▶ **Task requirements**
(A) Answer these questions from the meeting minutes on solar cells for deep space missions.
(i) Since what year have solar cells for space missions been produced at the Heilbronn location?
(ii) What share of the light that reaches earth is available at Jupiter?
(iii) What efficiency under deep space conditions did the ESA press release of 1994 refer to?
(B) Decide whether each statement agrees with the meeting minutes on solar cells for deep space missions, and quote the words that settle it.
(i) Since 1996, ASE has been fully owned by NUKEM.
(ii) The meeting lasted two hours.
(iii) Germany is a large market for terrestrial applications.
(C) Extend the meeting minutes on solar energy for deep space missions, starting after their final sentence.

Excerpted passage START

Draft Minutes of Meeting with Dr. Strobl, ASE on August 12, 1997
Meeting time: 90 minutes
Participants:
Regina Hagen, Darmstädter Friedensforum
Wolfgang Schlupp-Hauck, Friedens- und Begegnungsstätte Mutlangen
Dr. Gerhard Strobl, Head of Development High Efficiency Solar Cells at Angewandte Solarenergie - ASE GmbH, Heilbronn
At the beginning of the meeting, Dr. Strobl gave information about ASE. ASE was a joint venture of NUKEM GmbH and Damiler-Benz Aerospace AG (DASA) from 1994. Since 1996, ASE has been a 100 % subsidiary of NUKEM and therefore of the Rheinisch-Westfälische Energieversorgung (RWE) [one of the major German electricity companies].
At the Heilbronn location, solar cells for space missions have been produced since 1964; shortly afterwards they started development and production of solar cells for terrestrial applications. Aerospace applications are a separate ASE profit center. Germany is a rather small market for terrestrial applications. Wordwide, about 50 % of the silicon solar cells for space missions are supplied by ASE. To gain a larger share of the US market for terrestrial applications, ASE took over a US company and founded ASE Americas Inc.
Next, we discussed current possibilities for using solar energy for deep space missions. The sequence of the various topics was random. We discussed the following issues:
The ESA press release of 1994 which has been mentioned so often referred to the technical breakthrough that 25 % efficiency had been reached under deep space conditions.
Due to the distance from the sun (earth: 1 AU [astronomical unit], Jupiter 5.2 AU, Saturn 9.54 AU), only 3.7 % of the light that reaches earth is available at Jupiter; at the distance of Saturn appr. 1 % of earth’s light intensity is left. In 1994, ASE managed to solve the problem of the feared „broken knee" effect, which usually occurs under LILT (low [light] intensity, low temperature) conditions. Since the 70s, this effect had caused the failure of all attempts to develop solar cells for deep space missions. Therefore, electricity for deep space missions could only be provided with RTGs prior to this breakthrough.

Excerpted passage END
Supplied entries START

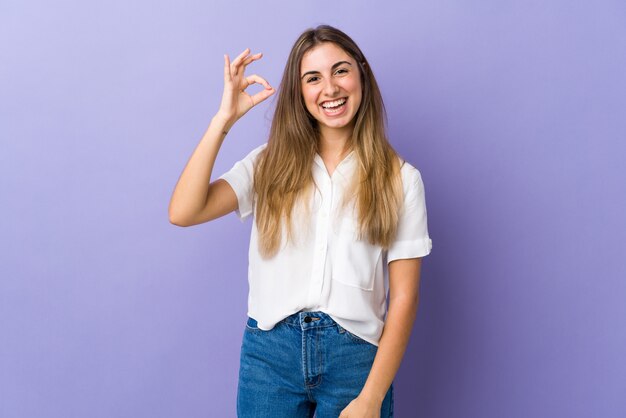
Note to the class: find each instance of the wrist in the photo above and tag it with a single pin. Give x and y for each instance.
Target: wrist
(224, 121)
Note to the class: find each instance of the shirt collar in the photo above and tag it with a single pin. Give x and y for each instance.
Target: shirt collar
(346, 163)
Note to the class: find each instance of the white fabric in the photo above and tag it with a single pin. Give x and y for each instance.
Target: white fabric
(327, 269)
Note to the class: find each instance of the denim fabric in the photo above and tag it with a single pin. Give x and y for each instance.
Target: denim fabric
(306, 366)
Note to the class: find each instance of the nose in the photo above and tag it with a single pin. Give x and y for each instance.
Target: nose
(331, 88)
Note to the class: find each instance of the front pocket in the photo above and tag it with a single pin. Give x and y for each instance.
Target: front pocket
(352, 336)
(252, 325)
(354, 260)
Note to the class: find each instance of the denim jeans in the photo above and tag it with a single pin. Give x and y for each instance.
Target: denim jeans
(307, 364)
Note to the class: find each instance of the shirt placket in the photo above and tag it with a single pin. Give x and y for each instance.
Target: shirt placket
(321, 242)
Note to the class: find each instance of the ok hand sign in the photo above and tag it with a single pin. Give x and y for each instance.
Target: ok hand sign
(235, 101)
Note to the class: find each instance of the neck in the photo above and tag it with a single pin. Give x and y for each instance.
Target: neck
(333, 142)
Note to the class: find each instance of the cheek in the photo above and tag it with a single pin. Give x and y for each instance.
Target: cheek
(309, 98)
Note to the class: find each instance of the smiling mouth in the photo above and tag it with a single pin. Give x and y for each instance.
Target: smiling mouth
(332, 106)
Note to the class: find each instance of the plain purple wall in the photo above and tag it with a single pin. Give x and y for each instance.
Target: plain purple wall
(514, 112)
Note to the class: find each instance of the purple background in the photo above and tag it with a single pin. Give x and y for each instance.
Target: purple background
(514, 112)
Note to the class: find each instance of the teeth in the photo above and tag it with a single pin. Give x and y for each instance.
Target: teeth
(334, 103)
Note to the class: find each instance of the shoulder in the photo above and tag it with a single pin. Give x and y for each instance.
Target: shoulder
(411, 176)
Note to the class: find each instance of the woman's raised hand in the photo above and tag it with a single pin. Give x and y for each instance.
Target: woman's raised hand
(235, 101)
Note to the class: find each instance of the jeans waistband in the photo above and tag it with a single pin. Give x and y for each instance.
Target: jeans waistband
(309, 319)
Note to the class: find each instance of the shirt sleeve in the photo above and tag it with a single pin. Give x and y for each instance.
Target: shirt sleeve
(412, 239)
(241, 179)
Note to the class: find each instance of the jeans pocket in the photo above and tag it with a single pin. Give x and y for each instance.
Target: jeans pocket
(251, 325)
(352, 336)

Supplied entries END

▶ **Answers**
(A)
(i) 1964
(ii) 3.7 %
(iii) 25 %

(B)
(i) Yes: "Since 1996, ASE has been a 100 % subsidiary of NUKEM"
(ii) No: "Meeting time: 90 minutes"
(iii) No: "Germany is a rather small market for terrestrial applications."

(C)
To develop the Si cells, ASE’s R&D team had an ESA (appr. DM 2 million) as well as an additional ASE research budget. The R&D effort resulted in single specimens of the new Si cell. By „stripping" this cell of specific features, a whole product family for various applications may be established. The most complex „king version" of this product family, the HI-ETA® NR LILT cell [NR for non-reflective], will be offered to ESA for the Rosetta mission to the comet Wirtanen.
In parallel to ASE’s research effort, GaAs cells were developed by CISE, an Italian research institute. This research was also contracted by ESA with ASE as the prime contractor. (CISE is located in Milano, Italy, and have their focus on research; they have but a small production line.) The GaAs cells developed by CISE have the same efficiency as ASE’s SI cells, but they weigh considerably more.
In the meantime, ASE produced 1,000 of the HI-ETA solar cells which will be used by ESA for the formal qualification program under realistic conditions. No decision has been taken yet as to which cells will be used for Rosetta. For the production and test phase, part of the Rosetta budget has been provided by ESTEC (the Dutch development section of ESA).
ASE has only a few competitors in the solar cell market for space missions. There is one competitor in Japan and two or three in the US. To date, ASE is the only company which is rigorously engaged in the field of solar cell production for space missions. As a result of the satellite technology, this market has been mostly commercialized. Yearly ASE output of solar cells for space missions amounts to appr. 500,000.
[Some comments in square brackets were included during translation to help non-German readers understand the context.]
Published online with permission of the author.